= Aim of the exercise =
Down to the last line below, give the listing again exactly.

= Source information =
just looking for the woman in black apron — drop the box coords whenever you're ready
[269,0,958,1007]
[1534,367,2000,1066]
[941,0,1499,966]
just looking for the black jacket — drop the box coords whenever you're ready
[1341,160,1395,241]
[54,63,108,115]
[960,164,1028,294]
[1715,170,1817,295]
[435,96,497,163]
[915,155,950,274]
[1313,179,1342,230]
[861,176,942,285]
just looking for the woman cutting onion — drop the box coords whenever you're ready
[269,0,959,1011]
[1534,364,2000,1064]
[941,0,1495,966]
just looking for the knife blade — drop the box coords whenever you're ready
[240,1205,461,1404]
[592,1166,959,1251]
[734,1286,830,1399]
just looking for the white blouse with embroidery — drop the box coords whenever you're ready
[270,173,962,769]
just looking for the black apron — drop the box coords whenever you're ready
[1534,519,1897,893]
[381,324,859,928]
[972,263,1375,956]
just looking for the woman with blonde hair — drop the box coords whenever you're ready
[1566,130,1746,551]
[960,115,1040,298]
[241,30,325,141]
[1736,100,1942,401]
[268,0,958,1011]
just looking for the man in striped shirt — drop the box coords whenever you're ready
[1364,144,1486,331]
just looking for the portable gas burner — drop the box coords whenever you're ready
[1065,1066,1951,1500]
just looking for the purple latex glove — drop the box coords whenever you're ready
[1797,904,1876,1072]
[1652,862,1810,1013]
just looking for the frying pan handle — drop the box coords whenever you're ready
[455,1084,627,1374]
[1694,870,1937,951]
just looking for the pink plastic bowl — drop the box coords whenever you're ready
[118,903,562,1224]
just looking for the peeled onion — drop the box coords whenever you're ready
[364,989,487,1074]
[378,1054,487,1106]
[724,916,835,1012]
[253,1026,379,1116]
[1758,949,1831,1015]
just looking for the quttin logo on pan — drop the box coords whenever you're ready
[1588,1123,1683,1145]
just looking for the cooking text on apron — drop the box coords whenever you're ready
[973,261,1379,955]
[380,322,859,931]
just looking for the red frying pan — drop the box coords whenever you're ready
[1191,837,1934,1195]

= Exercise response =
just looking for the woman in black apron — drop the box coords whenever you're ready
[269,0,958,1007]
[1534,367,2000,1066]
[941,0,1499,966]
just looking for the black jacket — drop the box coords whenever you're ready
[1341,160,1395,241]
[54,63,108,115]
[960,164,1028,294]
[1715,170,1817,295]
[435,96,497,163]
[915,155,950,274]
[1313,179,1342,230]
[861,176,942,285]
just looking for the woman cutting onion — drop the box coords whenever you're ready
[269,0,959,1011]
[1534,364,2000,1064]
[941,0,1495,966]
just looking for the knife blade — drop the box coords whenever you're ready
[240,1205,461,1404]
[592,1166,959,1251]
[734,1286,830,1399]
just looking for the white blouse with embroidery — drop the box coords whenever you're ready
[270,173,962,769]
just looking for the black apron — drop the box coords whenever you're ready
[1534,519,1897,893]
[381,324,859,928]
[972,263,1375,956]
just looking for the woman with blonde hair — drop the box coords whenever you're ready
[1566,130,1746,551]
[960,115,1040,298]
[241,30,325,141]
[1736,100,1942,401]
[268,0,958,1011]
just looking for the man in striped shirt — drop the box coords whenever you're ready
[1364,144,1486,331]
just looking for the portable gas burner — drop the box coords whenever you're ready
[1065,1066,1951,1500]
just looking for the purple latex glove — drop the box coords whenever you're ready
[1797,904,1876,1072]
[1652,862,1810,1013]
just looking for the frying pan handle — drop the box coords whenever you're ready
[455,1084,627,1374]
[1694,870,1937,951]
just looking for the pink plastic bowl — drop the box coords whenever you're ready
[118,903,562,1224]
just looking for the peeled onion — drop the box coords whenever you're ready
[364,989,487,1074]
[378,1054,487,1106]
[724,916,835,1012]
[253,1026,379,1116]
[1758,949,1831,1015]
just looking for the quttin logo on pan — drop the box coords whenever you're ready
[1588,1123,1683,1145]
just looking for the cooking text on apron — drop the box coords whenever you're ready
[973,261,1379,955]
[380,322,859,931]
just looking for the red frying pan — drop the box coords whenever you're ready
[1191,837,1934,1195]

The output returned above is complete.